== EXERCISE ==
Lay out the stretch from the line containing "Seedling-scouting request: tag the basket woven" through the last line as a JSON list of strings, one string per line, with blank lines omitted. Leave the pictures out of the answer.

═════ DATASET RECORDS ═════

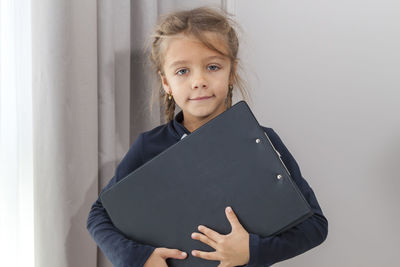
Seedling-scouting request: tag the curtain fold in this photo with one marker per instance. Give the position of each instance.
(65, 126)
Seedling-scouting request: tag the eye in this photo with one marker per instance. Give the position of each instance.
(182, 71)
(213, 67)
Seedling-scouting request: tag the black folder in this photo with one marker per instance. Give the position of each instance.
(229, 161)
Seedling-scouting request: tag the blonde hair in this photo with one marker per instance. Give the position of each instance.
(195, 22)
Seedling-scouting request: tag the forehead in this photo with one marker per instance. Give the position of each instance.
(188, 47)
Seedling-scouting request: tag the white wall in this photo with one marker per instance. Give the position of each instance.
(325, 76)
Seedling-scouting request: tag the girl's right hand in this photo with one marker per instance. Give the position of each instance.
(159, 256)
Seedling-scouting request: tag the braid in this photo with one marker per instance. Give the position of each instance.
(228, 100)
(169, 108)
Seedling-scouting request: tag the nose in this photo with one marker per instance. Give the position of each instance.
(199, 82)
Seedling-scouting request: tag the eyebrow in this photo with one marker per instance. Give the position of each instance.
(185, 61)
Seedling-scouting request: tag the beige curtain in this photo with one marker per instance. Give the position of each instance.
(91, 91)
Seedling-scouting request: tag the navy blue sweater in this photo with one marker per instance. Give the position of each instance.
(264, 251)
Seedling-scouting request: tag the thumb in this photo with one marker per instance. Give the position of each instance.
(173, 253)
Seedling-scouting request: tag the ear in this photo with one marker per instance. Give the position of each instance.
(164, 83)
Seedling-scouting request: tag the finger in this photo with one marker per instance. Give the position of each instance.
(232, 218)
(204, 239)
(210, 233)
(172, 253)
(213, 256)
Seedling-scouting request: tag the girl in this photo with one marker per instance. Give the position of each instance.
(195, 55)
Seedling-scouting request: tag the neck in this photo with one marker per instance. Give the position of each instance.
(192, 123)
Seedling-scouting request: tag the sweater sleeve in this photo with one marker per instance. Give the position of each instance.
(265, 251)
(121, 251)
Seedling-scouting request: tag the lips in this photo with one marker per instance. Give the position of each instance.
(201, 98)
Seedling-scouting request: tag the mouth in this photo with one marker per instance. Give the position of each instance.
(201, 98)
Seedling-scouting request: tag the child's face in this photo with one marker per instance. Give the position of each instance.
(192, 70)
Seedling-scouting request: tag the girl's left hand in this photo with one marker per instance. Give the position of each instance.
(231, 249)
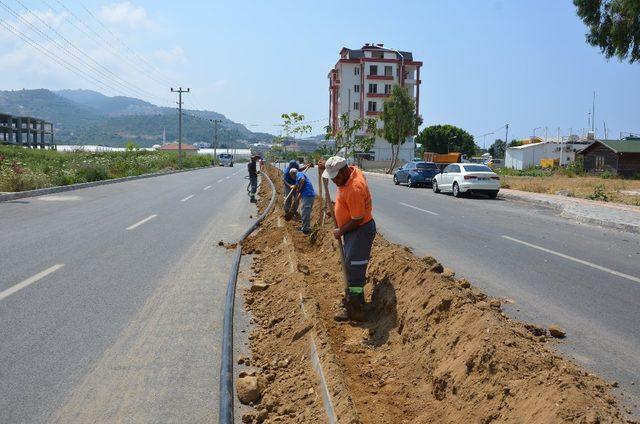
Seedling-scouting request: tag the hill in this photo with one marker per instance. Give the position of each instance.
(89, 117)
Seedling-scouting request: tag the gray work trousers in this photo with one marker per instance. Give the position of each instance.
(306, 207)
(357, 251)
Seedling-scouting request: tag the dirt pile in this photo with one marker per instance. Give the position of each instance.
(434, 348)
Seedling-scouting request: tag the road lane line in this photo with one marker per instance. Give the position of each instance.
(137, 224)
(421, 210)
(571, 258)
(39, 276)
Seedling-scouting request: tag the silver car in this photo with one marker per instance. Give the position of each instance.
(462, 178)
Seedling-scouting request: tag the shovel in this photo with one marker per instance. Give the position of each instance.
(327, 197)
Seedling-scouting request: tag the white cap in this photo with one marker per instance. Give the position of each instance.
(332, 166)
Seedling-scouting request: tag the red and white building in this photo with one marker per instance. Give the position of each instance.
(360, 82)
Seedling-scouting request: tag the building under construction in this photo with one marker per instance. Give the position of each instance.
(26, 131)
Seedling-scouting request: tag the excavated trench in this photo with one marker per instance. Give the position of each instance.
(434, 349)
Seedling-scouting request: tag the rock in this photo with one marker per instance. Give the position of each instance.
(556, 331)
(256, 287)
(437, 268)
(248, 389)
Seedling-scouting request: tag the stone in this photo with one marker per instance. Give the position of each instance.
(556, 331)
(256, 287)
(248, 389)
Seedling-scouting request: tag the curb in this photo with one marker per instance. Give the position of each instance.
(58, 189)
(567, 213)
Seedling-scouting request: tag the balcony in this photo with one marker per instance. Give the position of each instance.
(381, 77)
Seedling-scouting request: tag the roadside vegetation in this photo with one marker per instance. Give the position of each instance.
(573, 182)
(28, 169)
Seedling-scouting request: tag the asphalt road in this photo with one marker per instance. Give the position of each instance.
(111, 299)
(584, 278)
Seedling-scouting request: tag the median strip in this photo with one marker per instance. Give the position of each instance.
(139, 223)
(417, 208)
(571, 258)
(39, 276)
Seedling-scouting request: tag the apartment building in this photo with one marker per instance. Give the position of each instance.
(360, 82)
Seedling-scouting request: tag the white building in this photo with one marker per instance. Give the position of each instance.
(362, 79)
(530, 155)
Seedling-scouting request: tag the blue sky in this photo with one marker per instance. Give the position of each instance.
(486, 63)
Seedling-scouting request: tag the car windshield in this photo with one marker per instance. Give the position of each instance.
(477, 168)
(426, 166)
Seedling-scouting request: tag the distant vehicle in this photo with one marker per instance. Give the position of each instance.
(416, 173)
(463, 178)
(225, 159)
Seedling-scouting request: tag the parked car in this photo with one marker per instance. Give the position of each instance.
(416, 173)
(225, 159)
(461, 178)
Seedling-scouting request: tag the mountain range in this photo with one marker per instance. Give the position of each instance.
(89, 117)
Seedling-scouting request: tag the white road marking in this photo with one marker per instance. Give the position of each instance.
(39, 276)
(571, 258)
(139, 223)
(421, 210)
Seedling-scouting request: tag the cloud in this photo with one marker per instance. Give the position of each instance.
(126, 15)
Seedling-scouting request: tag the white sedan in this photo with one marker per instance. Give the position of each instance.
(461, 178)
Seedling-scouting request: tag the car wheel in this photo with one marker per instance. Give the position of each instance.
(456, 190)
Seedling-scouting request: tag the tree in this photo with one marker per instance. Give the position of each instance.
(400, 121)
(497, 149)
(446, 139)
(347, 136)
(614, 26)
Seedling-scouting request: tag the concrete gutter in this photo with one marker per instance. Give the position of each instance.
(5, 197)
(609, 215)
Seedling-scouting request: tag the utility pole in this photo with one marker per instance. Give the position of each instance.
(215, 138)
(180, 91)
(506, 140)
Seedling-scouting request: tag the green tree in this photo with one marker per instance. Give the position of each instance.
(400, 121)
(497, 149)
(445, 139)
(614, 26)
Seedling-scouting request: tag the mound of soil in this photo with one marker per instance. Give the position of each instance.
(433, 349)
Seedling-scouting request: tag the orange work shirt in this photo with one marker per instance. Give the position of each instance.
(353, 200)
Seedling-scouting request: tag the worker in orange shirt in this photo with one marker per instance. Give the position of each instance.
(356, 227)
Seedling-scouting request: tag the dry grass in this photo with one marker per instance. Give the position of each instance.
(577, 186)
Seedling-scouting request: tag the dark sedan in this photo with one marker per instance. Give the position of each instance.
(416, 173)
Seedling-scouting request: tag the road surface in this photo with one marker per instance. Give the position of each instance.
(584, 278)
(111, 299)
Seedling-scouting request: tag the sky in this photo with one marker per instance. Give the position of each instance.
(486, 62)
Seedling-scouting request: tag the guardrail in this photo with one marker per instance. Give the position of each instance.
(226, 359)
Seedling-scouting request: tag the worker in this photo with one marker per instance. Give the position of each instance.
(355, 225)
(253, 177)
(305, 196)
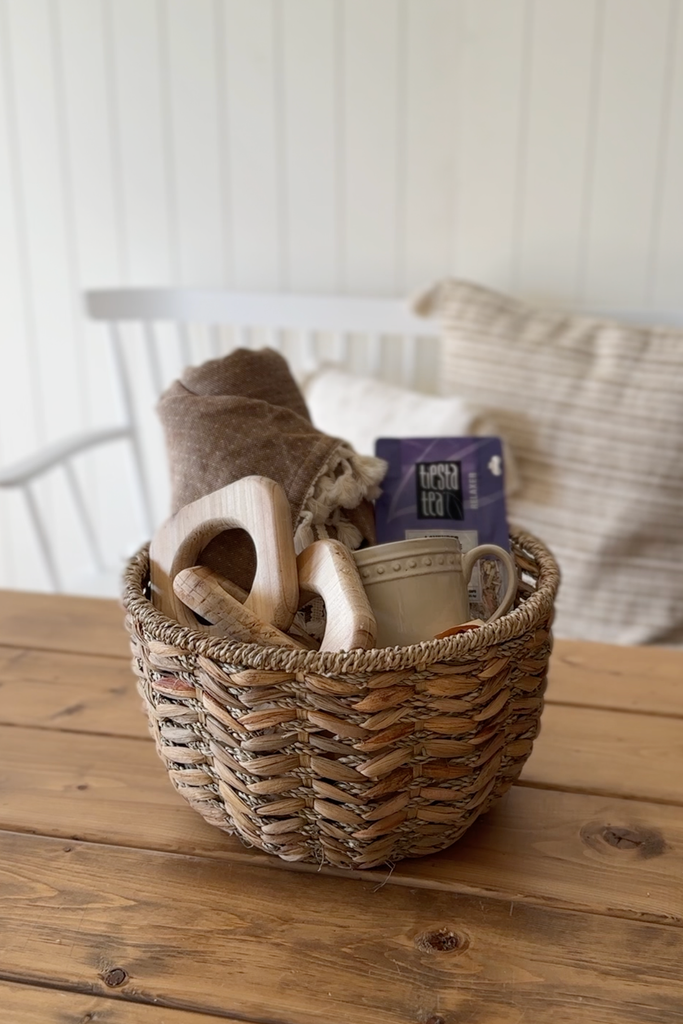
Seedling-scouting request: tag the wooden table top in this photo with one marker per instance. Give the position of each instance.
(119, 904)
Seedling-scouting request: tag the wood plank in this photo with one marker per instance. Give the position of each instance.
(56, 690)
(646, 679)
(568, 850)
(30, 1005)
(558, 120)
(496, 60)
(255, 159)
(87, 625)
(608, 752)
(306, 116)
(625, 177)
(370, 134)
(229, 938)
(599, 675)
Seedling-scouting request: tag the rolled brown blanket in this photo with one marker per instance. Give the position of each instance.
(244, 415)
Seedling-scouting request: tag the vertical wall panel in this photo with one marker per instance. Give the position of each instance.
(558, 148)
(194, 134)
(314, 145)
(431, 113)
(496, 62)
(57, 371)
(255, 157)
(140, 164)
(666, 286)
(373, 164)
(89, 193)
(310, 158)
(623, 197)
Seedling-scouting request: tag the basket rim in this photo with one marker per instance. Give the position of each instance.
(528, 614)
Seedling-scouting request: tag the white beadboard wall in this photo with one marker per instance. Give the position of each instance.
(318, 145)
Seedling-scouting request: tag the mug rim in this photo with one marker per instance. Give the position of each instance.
(410, 546)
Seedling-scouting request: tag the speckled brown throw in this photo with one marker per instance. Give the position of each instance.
(244, 415)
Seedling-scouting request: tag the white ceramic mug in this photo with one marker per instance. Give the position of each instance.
(419, 588)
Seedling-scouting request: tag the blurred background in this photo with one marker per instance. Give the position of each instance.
(327, 146)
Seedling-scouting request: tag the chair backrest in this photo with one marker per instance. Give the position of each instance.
(155, 332)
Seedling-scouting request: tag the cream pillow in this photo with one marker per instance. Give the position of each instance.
(359, 410)
(594, 412)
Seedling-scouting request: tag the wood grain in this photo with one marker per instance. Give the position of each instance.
(613, 754)
(202, 935)
(81, 692)
(608, 752)
(646, 679)
(86, 625)
(30, 1005)
(253, 503)
(327, 568)
(610, 856)
(200, 589)
(599, 675)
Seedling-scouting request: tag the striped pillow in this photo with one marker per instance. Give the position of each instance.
(593, 411)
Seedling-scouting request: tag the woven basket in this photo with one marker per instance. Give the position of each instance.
(352, 759)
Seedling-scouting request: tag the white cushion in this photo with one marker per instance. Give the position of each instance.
(359, 410)
(594, 412)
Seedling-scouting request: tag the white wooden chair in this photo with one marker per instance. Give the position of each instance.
(376, 337)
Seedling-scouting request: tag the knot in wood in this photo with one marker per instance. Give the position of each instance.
(623, 839)
(645, 842)
(441, 940)
(115, 977)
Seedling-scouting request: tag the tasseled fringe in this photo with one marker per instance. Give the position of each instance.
(342, 483)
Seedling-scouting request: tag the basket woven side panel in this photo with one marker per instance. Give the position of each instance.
(352, 768)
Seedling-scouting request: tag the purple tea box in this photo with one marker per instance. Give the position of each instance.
(445, 486)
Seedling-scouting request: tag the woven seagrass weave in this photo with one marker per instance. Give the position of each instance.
(352, 759)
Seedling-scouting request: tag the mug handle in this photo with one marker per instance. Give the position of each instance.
(470, 557)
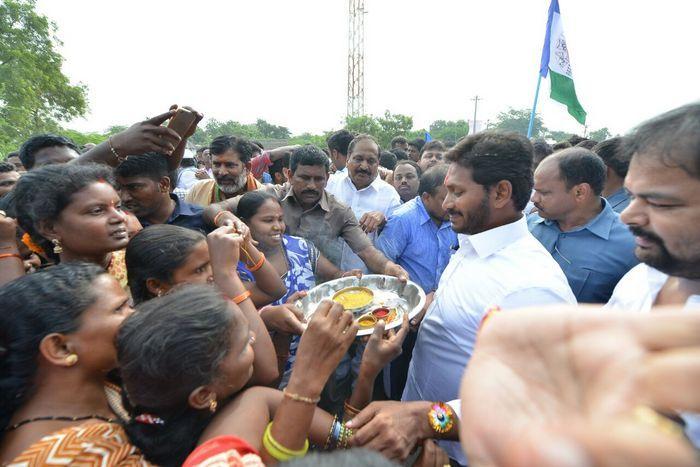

═════

== FULL SOLUTION ==
[
  "Seedling-scouting request: tag the basket woven side panel in this photo with one marker per instance. Give the position of each instance.",
  "(352, 768)",
  "Seedling-scouting request: tag the purple tea box in this photo with one marker per instance. Give the position of each instance.",
  "(445, 486)",
  "Seedling-scouting request: tag the woven seagrass weave in this photo with one marker per instance. Give the position of each instance.",
  "(352, 759)",
  "Seedling-scouting request: tag the mug handle in this photo with one marker per instance. Give the position of each instance.",
  "(470, 557)"
]